Instruction A — Update the records from their first line through the line containing "box: [0, 2, 600, 400]" by changing "instance" to "sample" and leaving everything else as it is. Return only those lines.

Document segment —
========================================================================
Many of the command line recipes shown previously in this series and others that you've likely cooked up have this sentence structure.
But without some grammatical gravy, the command line is as exciting as "See Dick type. See Jane compute." Sure, a primer sentence gets the job done, but it ain't Hamlet. (My apologies to Mrs. Rad and Mrs. Perlstein, the dynamic duo of senior-year English.) Solving more colorful problems requires adjectives.
Virtually all non-trivial problems require you to filter good data from bad. The number and kind of attributes might vary but, in some way, shape, or form, each solution (implicitly or explicitly) describes the information it seeks and processes that information, yielding more information in yet another form.
On the command line, the regular expression acts as an adjective -- a description or qualifier. When applied to output, the regular expression discerns between relevant data and craft.
A little lesson in punctuation
Let's look at a sample problem.
The grep utility filters input line by line and looks
for matches. In its simplest use, grep prints those
lines that contain text that matches a pattern. grep
can find fixed sequences of characters and can even ignore case with the
-i option.
Hence, given a file, heroes.txt, with these lines:
Catwoman Batman The Tick Spider Man Black Cat Batgirl Danger Girl Wonder Woman Luke Cage The Punisher Ant Man Dead Girl Aquaman SCUD Spider Woman Blackbolt Martian Manhunter |
The command line:
grep -i man heroes.txt |
produces:
Catwoman Batman Spider Man Wonder Woman Ant Man Aquaman Martian Manhunter |
Here, grep scans each line in the heroes.txt file and
looks for an m, followed by an a, and then followed by an n.
Except for being contiguous, those letters can appear anywhere on the line, even
embedded in a larger word. Catwoman, Batman, Spider Man, Wonder Woman, Ant Man,
Aquaman, and Martian Manhunter each contain the string
man, ignoring case (the -i
option).
The grep utility has other built-in options to refine
searches. For instance, the -w option restricts matches
to whole words, so grep -i -w man would exclude
Catwoman and Batman, for instance.
The tool also has a nice feature to exclude rather than include all matches
found. Use the -v option to omit lines that
match. For instance:
grep -v -i 'spider' heroes.txt |
prints every line except those that contain the string
spider:
Catwoman Batman The Tick Black Cat Batgirl Danger Girl Wonder Woman Luke Cage The Punisher Ant Man Dead Girl Aquaman SCUD Blackbolt Martian Manhunter |
But, what if you want only those names that begin with "Bat"? Or words that begin "bat," "Bat," "cat," or "Cat?" Or perhaps you want to find how many comic avengers end with "man." In these cases, a simple string search, as performed in the previous three examples, doesn't suffice because the searches are insensitive to location.
========================================================================
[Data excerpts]
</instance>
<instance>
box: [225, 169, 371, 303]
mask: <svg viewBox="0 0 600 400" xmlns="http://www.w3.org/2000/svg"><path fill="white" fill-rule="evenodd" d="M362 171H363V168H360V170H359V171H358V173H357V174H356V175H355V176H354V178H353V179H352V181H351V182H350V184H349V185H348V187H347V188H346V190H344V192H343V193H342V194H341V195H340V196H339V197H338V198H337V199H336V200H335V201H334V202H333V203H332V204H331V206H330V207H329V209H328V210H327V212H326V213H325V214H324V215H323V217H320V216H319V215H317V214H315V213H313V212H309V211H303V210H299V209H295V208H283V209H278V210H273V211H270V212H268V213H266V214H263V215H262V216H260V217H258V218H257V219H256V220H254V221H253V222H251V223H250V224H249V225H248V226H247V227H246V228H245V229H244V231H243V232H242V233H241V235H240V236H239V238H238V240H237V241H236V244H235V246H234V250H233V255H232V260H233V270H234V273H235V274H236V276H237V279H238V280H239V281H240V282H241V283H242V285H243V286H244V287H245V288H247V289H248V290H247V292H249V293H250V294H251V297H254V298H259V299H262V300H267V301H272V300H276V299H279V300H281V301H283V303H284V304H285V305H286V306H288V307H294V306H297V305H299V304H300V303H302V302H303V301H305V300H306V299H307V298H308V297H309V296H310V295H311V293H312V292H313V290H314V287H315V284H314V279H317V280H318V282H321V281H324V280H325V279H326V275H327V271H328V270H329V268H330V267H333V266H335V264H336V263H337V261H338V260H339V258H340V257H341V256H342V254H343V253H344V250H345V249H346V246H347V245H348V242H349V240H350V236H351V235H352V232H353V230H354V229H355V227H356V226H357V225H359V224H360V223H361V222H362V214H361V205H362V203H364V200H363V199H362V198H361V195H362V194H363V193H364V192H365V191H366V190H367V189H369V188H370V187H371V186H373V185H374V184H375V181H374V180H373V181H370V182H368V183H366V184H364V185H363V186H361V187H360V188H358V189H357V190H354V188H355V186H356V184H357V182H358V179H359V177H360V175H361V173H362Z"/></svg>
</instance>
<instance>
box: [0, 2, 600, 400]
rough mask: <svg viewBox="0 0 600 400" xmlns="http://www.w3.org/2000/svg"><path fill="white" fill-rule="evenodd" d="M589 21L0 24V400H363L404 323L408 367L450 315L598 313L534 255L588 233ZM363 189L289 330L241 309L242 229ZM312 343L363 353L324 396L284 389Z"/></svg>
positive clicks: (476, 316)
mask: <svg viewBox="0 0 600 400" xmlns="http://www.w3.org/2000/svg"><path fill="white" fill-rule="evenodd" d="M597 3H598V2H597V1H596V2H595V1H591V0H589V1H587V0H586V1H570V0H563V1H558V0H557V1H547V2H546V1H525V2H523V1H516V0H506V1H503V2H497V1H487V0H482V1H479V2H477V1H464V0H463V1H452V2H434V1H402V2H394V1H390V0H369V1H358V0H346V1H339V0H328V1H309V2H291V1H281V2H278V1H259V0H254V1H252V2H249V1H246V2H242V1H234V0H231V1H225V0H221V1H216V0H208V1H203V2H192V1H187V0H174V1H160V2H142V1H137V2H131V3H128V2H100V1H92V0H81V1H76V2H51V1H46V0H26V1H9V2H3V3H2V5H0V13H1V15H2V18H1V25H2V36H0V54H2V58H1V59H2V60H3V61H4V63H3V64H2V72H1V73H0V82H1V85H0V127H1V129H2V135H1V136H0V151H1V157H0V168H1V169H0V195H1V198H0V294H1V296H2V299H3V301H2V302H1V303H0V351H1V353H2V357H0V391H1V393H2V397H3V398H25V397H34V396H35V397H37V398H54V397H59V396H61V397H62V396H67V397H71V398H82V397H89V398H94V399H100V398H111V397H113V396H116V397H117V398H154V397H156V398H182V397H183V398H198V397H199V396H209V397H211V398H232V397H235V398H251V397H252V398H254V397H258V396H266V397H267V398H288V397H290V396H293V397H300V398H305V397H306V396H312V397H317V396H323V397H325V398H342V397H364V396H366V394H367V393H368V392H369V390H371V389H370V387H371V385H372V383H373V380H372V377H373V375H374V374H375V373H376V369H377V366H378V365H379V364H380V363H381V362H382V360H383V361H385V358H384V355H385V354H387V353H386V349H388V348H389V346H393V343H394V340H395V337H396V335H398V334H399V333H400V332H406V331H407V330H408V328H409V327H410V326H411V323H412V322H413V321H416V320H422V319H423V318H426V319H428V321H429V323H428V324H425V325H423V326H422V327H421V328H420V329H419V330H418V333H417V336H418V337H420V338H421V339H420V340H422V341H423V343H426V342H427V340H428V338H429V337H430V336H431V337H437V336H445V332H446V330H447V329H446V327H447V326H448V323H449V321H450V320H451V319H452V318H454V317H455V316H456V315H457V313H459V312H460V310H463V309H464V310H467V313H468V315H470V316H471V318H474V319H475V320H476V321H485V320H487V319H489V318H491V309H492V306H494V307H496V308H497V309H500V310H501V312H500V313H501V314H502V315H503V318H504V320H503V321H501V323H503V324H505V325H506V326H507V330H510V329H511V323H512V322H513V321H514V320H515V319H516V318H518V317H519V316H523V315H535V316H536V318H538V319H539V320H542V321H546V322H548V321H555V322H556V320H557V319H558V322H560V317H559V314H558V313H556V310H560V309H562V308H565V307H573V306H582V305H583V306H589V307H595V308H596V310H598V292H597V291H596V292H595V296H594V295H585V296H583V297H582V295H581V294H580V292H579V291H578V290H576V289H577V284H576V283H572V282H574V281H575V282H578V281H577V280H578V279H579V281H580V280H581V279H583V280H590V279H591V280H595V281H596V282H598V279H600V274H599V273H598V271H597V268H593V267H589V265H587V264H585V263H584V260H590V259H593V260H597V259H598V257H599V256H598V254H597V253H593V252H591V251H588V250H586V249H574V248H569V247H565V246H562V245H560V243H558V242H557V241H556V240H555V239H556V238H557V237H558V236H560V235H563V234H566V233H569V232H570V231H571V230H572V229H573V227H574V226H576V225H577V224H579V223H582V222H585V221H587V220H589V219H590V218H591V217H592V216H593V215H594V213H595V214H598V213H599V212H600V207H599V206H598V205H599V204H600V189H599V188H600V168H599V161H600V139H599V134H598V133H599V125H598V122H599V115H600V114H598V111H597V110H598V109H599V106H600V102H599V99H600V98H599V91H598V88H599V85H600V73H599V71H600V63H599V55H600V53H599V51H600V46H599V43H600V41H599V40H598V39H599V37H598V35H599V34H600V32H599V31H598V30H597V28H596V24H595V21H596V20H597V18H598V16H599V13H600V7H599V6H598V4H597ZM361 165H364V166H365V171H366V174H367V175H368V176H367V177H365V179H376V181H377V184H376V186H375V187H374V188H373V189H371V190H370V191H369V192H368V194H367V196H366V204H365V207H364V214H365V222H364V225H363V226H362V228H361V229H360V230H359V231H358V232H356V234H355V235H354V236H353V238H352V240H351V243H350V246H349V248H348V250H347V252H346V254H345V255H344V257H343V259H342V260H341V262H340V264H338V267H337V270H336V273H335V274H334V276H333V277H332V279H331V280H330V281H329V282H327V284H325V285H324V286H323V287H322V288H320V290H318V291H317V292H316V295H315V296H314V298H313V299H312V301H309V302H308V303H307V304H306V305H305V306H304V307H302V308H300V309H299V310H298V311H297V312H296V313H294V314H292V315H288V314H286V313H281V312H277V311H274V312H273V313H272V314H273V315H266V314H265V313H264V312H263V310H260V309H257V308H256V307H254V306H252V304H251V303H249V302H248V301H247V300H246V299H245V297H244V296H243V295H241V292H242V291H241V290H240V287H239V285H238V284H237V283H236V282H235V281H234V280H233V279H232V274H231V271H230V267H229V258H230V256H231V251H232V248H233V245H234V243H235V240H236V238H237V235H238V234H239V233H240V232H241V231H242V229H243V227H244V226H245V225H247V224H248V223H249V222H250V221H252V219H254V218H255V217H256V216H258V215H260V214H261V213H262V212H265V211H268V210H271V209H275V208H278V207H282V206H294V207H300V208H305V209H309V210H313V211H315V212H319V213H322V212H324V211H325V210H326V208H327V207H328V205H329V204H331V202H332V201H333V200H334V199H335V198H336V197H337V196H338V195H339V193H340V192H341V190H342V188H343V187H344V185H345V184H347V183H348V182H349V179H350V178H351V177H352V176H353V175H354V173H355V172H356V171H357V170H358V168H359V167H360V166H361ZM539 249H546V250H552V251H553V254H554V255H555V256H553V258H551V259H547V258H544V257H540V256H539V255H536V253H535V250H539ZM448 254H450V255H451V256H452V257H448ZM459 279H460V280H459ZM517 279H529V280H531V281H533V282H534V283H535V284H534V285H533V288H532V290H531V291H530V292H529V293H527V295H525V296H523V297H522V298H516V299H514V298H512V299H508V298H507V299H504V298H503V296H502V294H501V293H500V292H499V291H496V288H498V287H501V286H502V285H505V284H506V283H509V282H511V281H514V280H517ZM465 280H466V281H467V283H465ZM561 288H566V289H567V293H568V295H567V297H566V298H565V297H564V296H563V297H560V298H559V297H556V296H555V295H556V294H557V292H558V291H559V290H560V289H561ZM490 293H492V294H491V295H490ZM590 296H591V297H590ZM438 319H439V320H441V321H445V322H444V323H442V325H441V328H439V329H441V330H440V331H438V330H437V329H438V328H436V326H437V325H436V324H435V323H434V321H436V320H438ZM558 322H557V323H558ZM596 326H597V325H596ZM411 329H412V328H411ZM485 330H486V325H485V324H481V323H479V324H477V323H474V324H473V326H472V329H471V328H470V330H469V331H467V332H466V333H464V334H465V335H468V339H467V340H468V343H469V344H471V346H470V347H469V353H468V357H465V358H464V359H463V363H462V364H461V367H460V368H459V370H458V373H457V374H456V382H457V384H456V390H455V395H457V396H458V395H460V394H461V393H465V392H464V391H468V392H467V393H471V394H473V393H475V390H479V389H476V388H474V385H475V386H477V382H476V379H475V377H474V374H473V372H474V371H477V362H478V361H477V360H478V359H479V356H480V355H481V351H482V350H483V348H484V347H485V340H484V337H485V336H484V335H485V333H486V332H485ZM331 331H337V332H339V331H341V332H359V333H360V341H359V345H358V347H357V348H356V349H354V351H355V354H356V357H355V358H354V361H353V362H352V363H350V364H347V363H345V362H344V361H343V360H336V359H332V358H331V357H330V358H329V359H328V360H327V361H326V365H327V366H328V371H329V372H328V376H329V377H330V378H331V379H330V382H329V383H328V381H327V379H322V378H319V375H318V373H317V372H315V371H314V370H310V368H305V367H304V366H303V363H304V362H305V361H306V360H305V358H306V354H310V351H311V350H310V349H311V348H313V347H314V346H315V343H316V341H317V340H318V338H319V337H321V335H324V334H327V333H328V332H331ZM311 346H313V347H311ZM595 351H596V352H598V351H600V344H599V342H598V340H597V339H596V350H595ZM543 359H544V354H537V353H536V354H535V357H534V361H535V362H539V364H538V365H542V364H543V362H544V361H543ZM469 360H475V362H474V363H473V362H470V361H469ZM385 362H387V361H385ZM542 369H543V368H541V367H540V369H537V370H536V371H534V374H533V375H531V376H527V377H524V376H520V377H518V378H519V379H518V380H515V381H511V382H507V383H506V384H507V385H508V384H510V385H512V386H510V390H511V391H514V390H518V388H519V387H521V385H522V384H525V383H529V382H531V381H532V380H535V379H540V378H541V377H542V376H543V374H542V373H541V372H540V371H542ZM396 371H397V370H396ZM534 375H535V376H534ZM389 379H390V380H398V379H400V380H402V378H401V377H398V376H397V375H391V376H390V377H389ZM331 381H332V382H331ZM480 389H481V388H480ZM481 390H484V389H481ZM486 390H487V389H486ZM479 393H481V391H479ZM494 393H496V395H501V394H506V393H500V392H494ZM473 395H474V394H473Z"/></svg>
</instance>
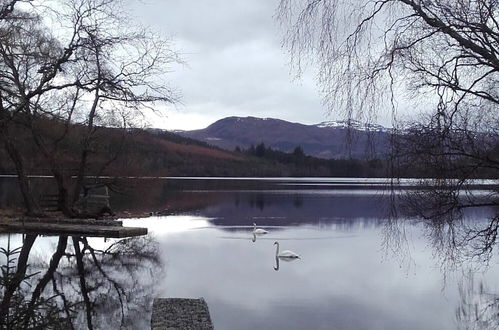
========================================================================
Instruction B — Write out the passage on grep word for word, beginning at the words "Virtually all non-trivial" and stopping after "yet another form.".

Reply A —
</sample>
<sample>
box: [225, 169, 371, 303]
mask: <svg viewBox="0 0 600 400" xmlns="http://www.w3.org/2000/svg"><path fill="white" fill-rule="evenodd" d="M362 171H363V168H360V170H359V171H358V173H357V174H356V175H355V176H354V178H353V179H352V181H351V182H350V184H349V185H348V187H347V188H346V190H344V192H343V193H342V194H341V195H340V196H339V197H338V198H337V199H336V200H335V201H334V202H333V203H332V204H331V206H330V207H329V209H328V210H327V212H326V213H325V214H324V215H323V217H320V216H319V215H317V214H315V213H313V212H309V211H303V210H299V209H295V208H283V209H278V210H273V211H270V212H268V213H266V214H263V215H262V216H260V217H258V218H257V219H256V220H254V221H253V222H251V223H250V224H249V225H248V226H247V227H246V228H245V229H244V231H243V232H242V233H241V235H240V236H239V238H238V240H237V241H236V244H235V246H234V250H233V255H232V260H233V270H234V273H235V274H236V276H237V279H238V280H239V281H240V282H241V283H242V285H243V286H244V287H245V288H247V289H248V290H247V292H249V293H250V294H251V297H254V298H259V299H262V300H267V301H272V300H276V299H279V300H281V301H283V303H284V304H285V305H286V306H288V307H294V306H297V305H299V304H300V303H302V302H303V301H305V300H306V299H307V298H308V297H309V296H310V295H311V293H312V292H313V290H314V287H315V284H314V279H317V280H318V282H321V281H324V280H325V279H326V275H327V271H328V270H329V268H330V267H333V266H335V264H336V263H337V261H338V260H339V258H340V257H341V256H342V254H343V253H344V250H345V249H346V246H347V245H348V242H349V240H350V236H351V235H352V232H353V230H354V229H355V227H356V226H357V225H359V224H360V223H361V222H362V214H361V205H362V203H364V200H363V199H362V198H361V195H362V194H363V193H364V192H365V191H366V190H367V189H369V188H370V187H371V186H373V185H374V184H375V181H374V180H373V181H370V182H368V183H366V184H364V185H363V186H361V187H360V188H358V189H357V190H354V188H355V186H356V184H357V182H358V179H359V177H360V175H361V173H362Z"/></svg>
</sample>
<sample>
box: [0, 2, 600, 400]

Reply B —
Virtually all non-trivial problems require you to filter good data from bad. The number and kind of attributes might vary but, in some way, shape, or form, each solution (implicitly or explicitly) describes the information it seeks and processes that information, yielding more information in yet another form.